Would you set down every entry shown below, precisely as written?

::: Working data

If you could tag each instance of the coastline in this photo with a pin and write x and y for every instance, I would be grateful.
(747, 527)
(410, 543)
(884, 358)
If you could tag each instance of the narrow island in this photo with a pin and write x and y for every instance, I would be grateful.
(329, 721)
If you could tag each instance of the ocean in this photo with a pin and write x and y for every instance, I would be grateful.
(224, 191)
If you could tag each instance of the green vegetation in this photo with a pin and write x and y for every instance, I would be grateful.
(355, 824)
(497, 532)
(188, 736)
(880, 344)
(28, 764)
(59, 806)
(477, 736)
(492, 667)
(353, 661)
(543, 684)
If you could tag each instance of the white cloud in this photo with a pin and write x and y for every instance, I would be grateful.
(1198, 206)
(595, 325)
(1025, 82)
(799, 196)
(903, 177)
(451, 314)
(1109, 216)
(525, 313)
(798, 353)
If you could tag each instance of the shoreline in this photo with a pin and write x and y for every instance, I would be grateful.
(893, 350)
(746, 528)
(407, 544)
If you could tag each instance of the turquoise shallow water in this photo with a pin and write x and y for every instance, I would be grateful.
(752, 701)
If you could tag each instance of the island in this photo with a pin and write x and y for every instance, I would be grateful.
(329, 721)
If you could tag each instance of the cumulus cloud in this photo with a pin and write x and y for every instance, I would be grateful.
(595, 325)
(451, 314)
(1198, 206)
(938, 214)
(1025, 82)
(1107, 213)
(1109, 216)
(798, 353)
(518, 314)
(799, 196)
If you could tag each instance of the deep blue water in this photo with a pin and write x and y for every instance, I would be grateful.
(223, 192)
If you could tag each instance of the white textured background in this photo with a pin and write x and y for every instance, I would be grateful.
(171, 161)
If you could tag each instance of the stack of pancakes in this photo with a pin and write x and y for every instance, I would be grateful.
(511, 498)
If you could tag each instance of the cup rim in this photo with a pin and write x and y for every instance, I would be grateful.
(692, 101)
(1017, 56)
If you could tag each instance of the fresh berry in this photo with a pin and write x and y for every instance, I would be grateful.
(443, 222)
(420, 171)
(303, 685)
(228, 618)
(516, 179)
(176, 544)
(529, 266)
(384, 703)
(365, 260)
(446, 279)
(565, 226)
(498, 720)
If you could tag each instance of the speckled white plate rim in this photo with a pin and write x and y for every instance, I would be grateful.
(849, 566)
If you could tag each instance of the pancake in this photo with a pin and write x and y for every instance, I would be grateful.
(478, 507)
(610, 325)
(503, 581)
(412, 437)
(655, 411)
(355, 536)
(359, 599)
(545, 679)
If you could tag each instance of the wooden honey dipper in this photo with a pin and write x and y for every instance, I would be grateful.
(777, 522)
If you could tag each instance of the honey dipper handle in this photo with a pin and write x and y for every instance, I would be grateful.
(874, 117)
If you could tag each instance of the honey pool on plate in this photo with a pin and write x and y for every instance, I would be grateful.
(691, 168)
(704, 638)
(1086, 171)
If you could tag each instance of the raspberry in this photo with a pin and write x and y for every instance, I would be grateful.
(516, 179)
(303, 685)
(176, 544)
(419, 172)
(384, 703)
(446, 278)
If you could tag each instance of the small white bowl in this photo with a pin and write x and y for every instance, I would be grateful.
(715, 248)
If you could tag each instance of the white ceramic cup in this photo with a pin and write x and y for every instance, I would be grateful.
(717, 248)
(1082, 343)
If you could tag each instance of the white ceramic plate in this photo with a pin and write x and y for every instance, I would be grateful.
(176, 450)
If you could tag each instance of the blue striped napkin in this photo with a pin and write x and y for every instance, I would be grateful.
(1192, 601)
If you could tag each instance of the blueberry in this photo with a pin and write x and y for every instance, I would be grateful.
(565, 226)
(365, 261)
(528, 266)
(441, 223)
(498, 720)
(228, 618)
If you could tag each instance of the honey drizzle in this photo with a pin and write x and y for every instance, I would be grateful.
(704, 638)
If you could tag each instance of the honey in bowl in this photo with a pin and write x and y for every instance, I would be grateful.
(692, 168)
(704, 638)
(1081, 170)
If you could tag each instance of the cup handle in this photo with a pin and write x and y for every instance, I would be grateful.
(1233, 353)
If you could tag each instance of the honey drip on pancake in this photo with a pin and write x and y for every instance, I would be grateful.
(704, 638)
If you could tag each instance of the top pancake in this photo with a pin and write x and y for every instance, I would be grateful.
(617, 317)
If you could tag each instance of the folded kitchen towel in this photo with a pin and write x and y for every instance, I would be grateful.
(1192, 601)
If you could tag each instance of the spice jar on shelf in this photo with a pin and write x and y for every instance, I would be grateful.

::::::

__Response to the exercise__
If you could tag each instance of the coastline in this photo with a pin and write x and y for every instance, I would be grateful.
(747, 527)
(410, 543)
(884, 358)
If you could tag each instance of the narrow island in this photo with a pin and write x and y for every instance, I would be grateful.
(329, 721)
If you could tag each instance of the ocean in this photo with a pin and write x and y for every instance, I would be grateful.
(224, 191)
If you could tag each instance of the green vegetation in this photo with a pin and write x and y for every instance, I would be grateful.
(355, 824)
(497, 532)
(188, 736)
(880, 344)
(28, 764)
(59, 806)
(477, 736)
(492, 667)
(353, 661)
(543, 684)
If you could tag each instance of the white cloud in this photo with a pin and write x and y for every instance, I would be grateful.
(1198, 206)
(595, 325)
(1025, 82)
(799, 196)
(903, 177)
(451, 314)
(1109, 216)
(525, 313)
(798, 353)
If you could tag each instance of the shoreline in this photo with a pin and write x and y for every instance, I would be grateful.
(893, 350)
(746, 528)
(407, 544)
If you could tag each instance of the turquoise shallow water in this photo with a pin and write x and y for every instance, I would be grateful.
(752, 701)
If you could tag each instance of the island in this photo with a pin and write x and y for every instance, I would be grateful.
(329, 721)
If you could tag each instance of the cumulus cloud in this photo with a pin and write x and y for every instance, I would be grateful.
(595, 325)
(451, 314)
(1198, 206)
(938, 214)
(1025, 82)
(1107, 213)
(1109, 216)
(798, 353)
(518, 314)
(799, 196)
If you could tag each instance of the deep blue water in this photo with a pin and write x and y for every instance, I would be grateful.
(223, 192)
If you could tag each instance of the white textured background in this photo with a pin and write x and y for every instance, I would be grateful.
(171, 161)
If you could tag each instance of the stack of pancakes in this photo with a pin and write x and y for every instance, I would be grateful.
(511, 498)
If you could tag each instance of the cup rim in this photo with a pin and write x and y for every instance, I would be grateful.
(692, 101)
(1017, 56)
If you could tag each instance of the fresh berry in this photo with a pin and write x and y for every instance, I would be grateful.
(443, 222)
(420, 171)
(303, 685)
(228, 618)
(516, 179)
(176, 544)
(529, 266)
(384, 703)
(365, 260)
(446, 279)
(565, 226)
(498, 720)
If you could tag each instance of the speckled white plate rim in this photo with a pin and write x and y for every instance, I would be grateful.
(849, 566)
If you could tag each instance of the pancake in this photo with a pin and write x and y for every instance, I would be grateful.
(478, 507)
(610, 325)
(503, 581)
(412, 437)
(655, 411)
(355, 536)
(359, 599)
(545, 679)
If you could tag each instance of the wooden honey dipper in this photo with a pin and write x and y for every instance, I would be grateful.
(777, 522)
If you could tag each instance of the honey dipper handle in this photo with a pin and write x and y for every instance, I would be grateful.
(874, 117)
If you could tag each instance of the honey pool on plate in this photo with a pin and write x and y for every instance, I would be grateful.
(691, 168)
(704, 638)
(1086, 171)
If you could tag each instance of the raspberry in this photo with a pin and write x and y for every instance, I would be grateful.
(516, 179)
(303, 685)
(176, 544)
(419, 172)
(384, 703)
(446, 278)
If you could tag each instance of the small white bowl in this photo with a pin and write x and y for every instance, I would be grateful.
(715, 248)
If you could tag each instance of the white ceramic cup in this photo with a pin and write x and y for every instance, I would be grateful.
(717, 248)
(1082, 343)
If you could tag each instance of the white ceramic plate in this photo with a pin and write x and y for every instance, I would be grateful.
(176, 450)
If you could tag each instance of the blue striped napkin in this photo with a pin and write x and y for every instance, I would be grateful.
(1192, 601)
If you could tag each instance of the blueberry in this photo with a pin and write x and y for every instance, I would be grateful.
(565, 226)
(365, 261)
(528, 266)
(441, 223)
(498, 720)
(228, 618)
If you could tag each instance of the honey drizzle in this photo with a pin and write x and y for every instance, I would be grateful.
(704, 638)
If you could tag each instance of the honey in bowl in this photo with a pin and write x and y for every instance, I would be grateful.
(692, 168)
(704, 638)
(1081, 170)
If you could tag each instance of the cup handle in this photo with a pin and write x and y for every instance, I would be grateful.
(1233, 353)
If you could tag each instance of the honey drip on pancake in this photo with a pin and write x and y for every instance, I would be grateful.
(704, 638)
If you could tag each instance of the top pancake in this photo with a pin and write x and y for every instance, I would be grateful.
(617, 317)
If you could tag each instance of the folded kitchen towel in this photo with a pin and write x and y for every instance, I would be grateful.
(1192, 601)
If you could tag each instance of the spice jar on shelf in this photo with a pin and write x and y for every instance, I would be grateful.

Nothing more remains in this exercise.